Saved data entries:
- - - - - - -
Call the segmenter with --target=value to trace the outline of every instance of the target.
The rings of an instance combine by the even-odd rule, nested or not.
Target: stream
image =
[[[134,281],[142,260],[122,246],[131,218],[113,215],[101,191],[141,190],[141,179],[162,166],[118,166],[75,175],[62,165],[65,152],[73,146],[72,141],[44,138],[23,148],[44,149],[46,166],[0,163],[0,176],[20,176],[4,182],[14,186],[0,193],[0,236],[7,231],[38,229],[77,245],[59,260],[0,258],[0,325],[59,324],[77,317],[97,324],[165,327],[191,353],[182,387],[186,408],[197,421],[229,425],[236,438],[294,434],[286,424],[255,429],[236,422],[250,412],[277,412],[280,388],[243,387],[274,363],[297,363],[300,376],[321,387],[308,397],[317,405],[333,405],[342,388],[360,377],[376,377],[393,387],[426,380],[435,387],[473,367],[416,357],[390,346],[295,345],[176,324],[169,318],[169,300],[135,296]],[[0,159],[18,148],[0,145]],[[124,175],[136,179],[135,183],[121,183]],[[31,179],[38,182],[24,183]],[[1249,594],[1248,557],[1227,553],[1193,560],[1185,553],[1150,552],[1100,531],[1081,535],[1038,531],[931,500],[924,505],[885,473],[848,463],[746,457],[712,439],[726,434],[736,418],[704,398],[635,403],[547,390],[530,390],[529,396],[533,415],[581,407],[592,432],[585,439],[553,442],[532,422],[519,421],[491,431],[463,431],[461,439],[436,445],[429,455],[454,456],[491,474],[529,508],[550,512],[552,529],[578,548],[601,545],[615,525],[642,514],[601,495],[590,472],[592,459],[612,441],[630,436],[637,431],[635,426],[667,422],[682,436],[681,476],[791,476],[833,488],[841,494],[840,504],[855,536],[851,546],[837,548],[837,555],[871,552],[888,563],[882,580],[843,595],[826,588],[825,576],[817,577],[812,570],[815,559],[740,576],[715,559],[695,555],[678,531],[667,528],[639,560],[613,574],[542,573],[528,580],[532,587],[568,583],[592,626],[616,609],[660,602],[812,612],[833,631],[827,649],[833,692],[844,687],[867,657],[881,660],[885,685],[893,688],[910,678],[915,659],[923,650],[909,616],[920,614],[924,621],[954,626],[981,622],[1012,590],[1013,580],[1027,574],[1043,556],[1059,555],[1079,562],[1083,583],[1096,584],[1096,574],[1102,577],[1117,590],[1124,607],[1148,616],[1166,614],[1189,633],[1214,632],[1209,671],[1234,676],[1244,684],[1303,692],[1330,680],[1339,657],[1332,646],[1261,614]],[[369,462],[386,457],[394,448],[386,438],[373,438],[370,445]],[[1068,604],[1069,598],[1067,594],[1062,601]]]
- - - - - - -
Gather every line in the listing above that contains the string "instance", treating uppercase and lowercase as distinct.

● **COMPLETE ANSWER**
Call the segmenter with --target=value to trace the outline of every instance of the target.
The rings of an instance combine by the even-odd rule, nested or not.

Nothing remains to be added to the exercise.